World Bank: China on course to grow 8.5% this year
The Chinese economy is on track to grow by 8.5 percent in 2021, up 0.6 percentage point from a previous projection, the World Bank Group said in its latest Global Economic Prospects released on Tuesday.
China's ability to contain the pandemic pretty quickly, its significant policy support, as well as the recent pickup in global trade, help support China's strong recovery, World Bank Prospects Group Director Ayhan Kose told reporters at a press call early on Tuesday.
According to the semiannual report, the global economy is expected to expand 5.6 percent in 2021, up from the 4.1 percent it forecast in January, marking the strongest recovery from a recession in 80 years due to US stimulus spending and faster growth in China but held back by "highly unequal" access to COVID-19 vaccines.
The US growth forecast was bumped up by 3.3 percentage points from January to 6.8 percent in the latest report, its fastest pace since 1984, due to economic support that the bank described as "unprecedented in peacetime."
···
Work request 1 ->
Rewrite the text on the World Bank forecast from the words "China's ability to" through the words "to COVID-19 vaccines.", swapping "semiannual" for "twice-yearly".
Work request 2 ->
In the text on the World Bank forecast, what growth rate does the latest report give for the US?
···
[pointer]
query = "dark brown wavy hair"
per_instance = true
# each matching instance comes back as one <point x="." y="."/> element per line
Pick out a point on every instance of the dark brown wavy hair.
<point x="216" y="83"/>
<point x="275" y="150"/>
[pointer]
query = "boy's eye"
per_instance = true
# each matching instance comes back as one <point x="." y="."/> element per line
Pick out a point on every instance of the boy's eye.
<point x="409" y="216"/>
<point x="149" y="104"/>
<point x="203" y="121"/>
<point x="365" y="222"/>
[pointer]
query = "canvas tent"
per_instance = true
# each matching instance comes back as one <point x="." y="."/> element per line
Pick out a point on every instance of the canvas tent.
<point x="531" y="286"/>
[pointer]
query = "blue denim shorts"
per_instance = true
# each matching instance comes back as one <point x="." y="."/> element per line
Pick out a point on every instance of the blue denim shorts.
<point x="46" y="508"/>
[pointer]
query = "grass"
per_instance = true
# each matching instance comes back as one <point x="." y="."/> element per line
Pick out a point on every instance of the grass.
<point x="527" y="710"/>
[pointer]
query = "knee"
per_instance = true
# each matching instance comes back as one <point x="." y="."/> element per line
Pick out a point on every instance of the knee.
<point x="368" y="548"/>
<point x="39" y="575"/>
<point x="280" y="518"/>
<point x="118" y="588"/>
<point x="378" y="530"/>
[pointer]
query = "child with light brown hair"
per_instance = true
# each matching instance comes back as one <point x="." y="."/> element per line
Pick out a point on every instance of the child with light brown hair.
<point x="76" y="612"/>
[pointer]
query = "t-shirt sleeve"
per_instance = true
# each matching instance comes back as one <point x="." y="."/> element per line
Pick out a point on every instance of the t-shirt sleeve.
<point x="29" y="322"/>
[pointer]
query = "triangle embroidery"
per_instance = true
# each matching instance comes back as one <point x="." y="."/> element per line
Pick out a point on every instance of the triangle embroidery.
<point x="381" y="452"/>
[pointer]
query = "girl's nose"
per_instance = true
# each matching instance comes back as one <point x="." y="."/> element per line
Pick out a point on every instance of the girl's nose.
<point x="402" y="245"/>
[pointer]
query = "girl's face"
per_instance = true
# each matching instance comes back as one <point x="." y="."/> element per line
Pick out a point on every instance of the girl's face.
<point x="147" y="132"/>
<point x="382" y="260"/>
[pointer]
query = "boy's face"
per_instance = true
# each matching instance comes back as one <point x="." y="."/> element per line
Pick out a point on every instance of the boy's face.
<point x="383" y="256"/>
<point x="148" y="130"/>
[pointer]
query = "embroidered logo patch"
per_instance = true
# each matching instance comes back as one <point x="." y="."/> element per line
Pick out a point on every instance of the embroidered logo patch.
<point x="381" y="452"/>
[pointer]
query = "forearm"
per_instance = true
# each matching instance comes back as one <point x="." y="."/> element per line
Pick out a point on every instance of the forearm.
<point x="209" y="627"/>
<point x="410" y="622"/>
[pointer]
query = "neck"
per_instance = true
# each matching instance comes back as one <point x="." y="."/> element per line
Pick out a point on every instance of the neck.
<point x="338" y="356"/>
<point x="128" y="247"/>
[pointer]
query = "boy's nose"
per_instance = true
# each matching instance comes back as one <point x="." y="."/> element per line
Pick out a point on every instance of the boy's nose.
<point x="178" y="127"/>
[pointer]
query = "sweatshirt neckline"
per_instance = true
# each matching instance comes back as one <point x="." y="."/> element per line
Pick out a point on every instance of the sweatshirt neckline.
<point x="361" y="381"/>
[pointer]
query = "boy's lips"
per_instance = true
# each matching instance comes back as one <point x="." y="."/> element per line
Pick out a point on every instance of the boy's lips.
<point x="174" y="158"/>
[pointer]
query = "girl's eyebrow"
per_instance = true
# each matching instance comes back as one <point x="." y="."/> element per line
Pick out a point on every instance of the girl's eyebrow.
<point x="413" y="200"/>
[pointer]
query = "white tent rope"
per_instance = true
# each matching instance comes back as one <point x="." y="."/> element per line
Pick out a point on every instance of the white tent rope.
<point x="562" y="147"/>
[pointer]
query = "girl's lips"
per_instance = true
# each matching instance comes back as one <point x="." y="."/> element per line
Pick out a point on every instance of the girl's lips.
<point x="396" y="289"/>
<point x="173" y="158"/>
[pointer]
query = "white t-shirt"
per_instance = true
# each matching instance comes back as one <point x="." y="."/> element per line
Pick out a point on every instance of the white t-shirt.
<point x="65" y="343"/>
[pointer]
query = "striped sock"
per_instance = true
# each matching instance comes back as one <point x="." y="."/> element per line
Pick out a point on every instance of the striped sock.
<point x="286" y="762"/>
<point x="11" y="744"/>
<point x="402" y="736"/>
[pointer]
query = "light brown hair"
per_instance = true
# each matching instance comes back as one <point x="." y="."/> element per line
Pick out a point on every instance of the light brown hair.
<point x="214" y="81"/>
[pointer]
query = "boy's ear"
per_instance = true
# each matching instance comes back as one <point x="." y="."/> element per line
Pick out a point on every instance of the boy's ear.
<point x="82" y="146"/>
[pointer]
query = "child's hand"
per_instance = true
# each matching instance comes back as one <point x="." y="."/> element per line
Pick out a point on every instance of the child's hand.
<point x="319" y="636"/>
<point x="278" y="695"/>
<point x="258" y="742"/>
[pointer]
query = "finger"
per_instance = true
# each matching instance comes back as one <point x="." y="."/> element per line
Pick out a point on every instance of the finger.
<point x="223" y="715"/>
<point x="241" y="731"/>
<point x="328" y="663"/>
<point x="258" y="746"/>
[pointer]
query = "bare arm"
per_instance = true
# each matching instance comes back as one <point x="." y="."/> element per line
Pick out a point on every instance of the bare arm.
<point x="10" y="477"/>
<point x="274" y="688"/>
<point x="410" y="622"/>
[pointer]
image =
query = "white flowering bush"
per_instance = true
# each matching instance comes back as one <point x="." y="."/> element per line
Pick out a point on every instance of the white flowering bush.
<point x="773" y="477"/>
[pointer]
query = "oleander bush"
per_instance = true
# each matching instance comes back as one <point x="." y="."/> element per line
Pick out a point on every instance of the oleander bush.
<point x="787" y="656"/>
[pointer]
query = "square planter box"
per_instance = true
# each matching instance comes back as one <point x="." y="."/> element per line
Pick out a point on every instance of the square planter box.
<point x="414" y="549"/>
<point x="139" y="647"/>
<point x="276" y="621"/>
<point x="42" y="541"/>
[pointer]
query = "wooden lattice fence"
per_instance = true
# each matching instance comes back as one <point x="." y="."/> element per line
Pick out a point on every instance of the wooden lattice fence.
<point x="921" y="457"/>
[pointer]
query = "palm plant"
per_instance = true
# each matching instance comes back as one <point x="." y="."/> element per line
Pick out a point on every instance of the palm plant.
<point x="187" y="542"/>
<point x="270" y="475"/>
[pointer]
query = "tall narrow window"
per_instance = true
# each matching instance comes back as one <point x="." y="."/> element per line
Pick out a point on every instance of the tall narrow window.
···
Answer 1 ->
China's ability to contain the pandemic pretty quickly, its significant policy support, as well as the recent pickup in global trade, help support China's strong recovery, World Bank Prospects Group Director Ayhan Kose told reporters at a press call early on Tuesday.
According to the twice-yearly report, the global economy is expected to expand 5.6 percent in 2021, up from the 4.1 percent it forecast in January, marking the strongest recovery from a recession in 80 years due to US stimulus spending and faster growth in China but held back by "highly unequal" access to COVID-19 vaccines.

Answer 2 ->
6.8 percent